**Named-object pointing records**

═══

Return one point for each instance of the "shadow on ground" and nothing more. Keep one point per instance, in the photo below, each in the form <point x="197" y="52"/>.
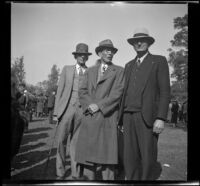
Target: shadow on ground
<point x="26" y="148"/>
<point x="33" y="137"/>
<point x="44" y="171"/>
<point x="41" y="129"/>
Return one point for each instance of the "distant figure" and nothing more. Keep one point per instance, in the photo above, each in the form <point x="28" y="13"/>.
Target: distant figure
<point x="50" y="104"/>
<point x="17" y="121"/>
<point x="180" y="112"/>
<point x="185" y="117"/>
<point x="45" y="109"/>
<point x="40" y="105"/>
<point x="22" y="99"/>
<point x="174" y="110"/>
<point x="169" y="114"/>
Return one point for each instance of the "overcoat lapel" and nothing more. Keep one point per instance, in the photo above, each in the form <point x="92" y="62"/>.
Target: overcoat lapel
<point x="147" y="66"/>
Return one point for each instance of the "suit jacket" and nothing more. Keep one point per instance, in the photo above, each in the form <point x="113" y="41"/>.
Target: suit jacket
<point x="64" y="89"/>
<point x="98" y="133"/>
<point x="155" y="88"/>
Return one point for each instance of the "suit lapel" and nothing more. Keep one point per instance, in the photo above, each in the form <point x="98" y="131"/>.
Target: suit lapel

═══

**Problem details**
Pictures in the records must not appear in the copy; transcribe everything else precisely.

**Solution to the problem**
Return one point for each instance of the "shadow on ground" and nothing more. Keep one point per instance, in the photo below, each in the form <point x="197" y="52"/>.
Target: shadow on ground
<point x="26" y="148"/>
<point x="33" y="137"/>
<point x="44" y="171"/>
<point x="41" y="129"/>
Return one point for each instance of the "distant figure" and nothing more. Keep one point per instance, in the photo above, each in the form <point x="28" y="13"/>.
Target: distant figure
<point x="50" y="104"/>
<point x="17" y="121"/>
<point x="180" y="112"/>
<point x="185" y="117"/>
<point x="45" y="109"/>
<point x="40" y="105"/>
<point x="22" y="99"/>
<point x="174" y="110"/>
<point x="169" y="114"/>
Return one point for each instance of the "overcoat lapel" and nothing more. Keep one point per instance, in the photo above, each in the form <point x="92" y="62"/>.
Target: overcoat lapel
<point x="147" y="66"/>
Return one point for each instance of the "suit jacket" and nothing more. Keep one point per instance, in the photo above, each in the form <point x="113" y="41"/>.
Target: suit jacket
<point x="64" y="89"/>
<point x="98" y="133"/>
<point x="155" y="88"/>
Return one point for each instance of the "suit lapel" and nothing more. Keep one point per instance, in the photo above, each in the form <point x="98" y="131"/>.
Target: suit lapel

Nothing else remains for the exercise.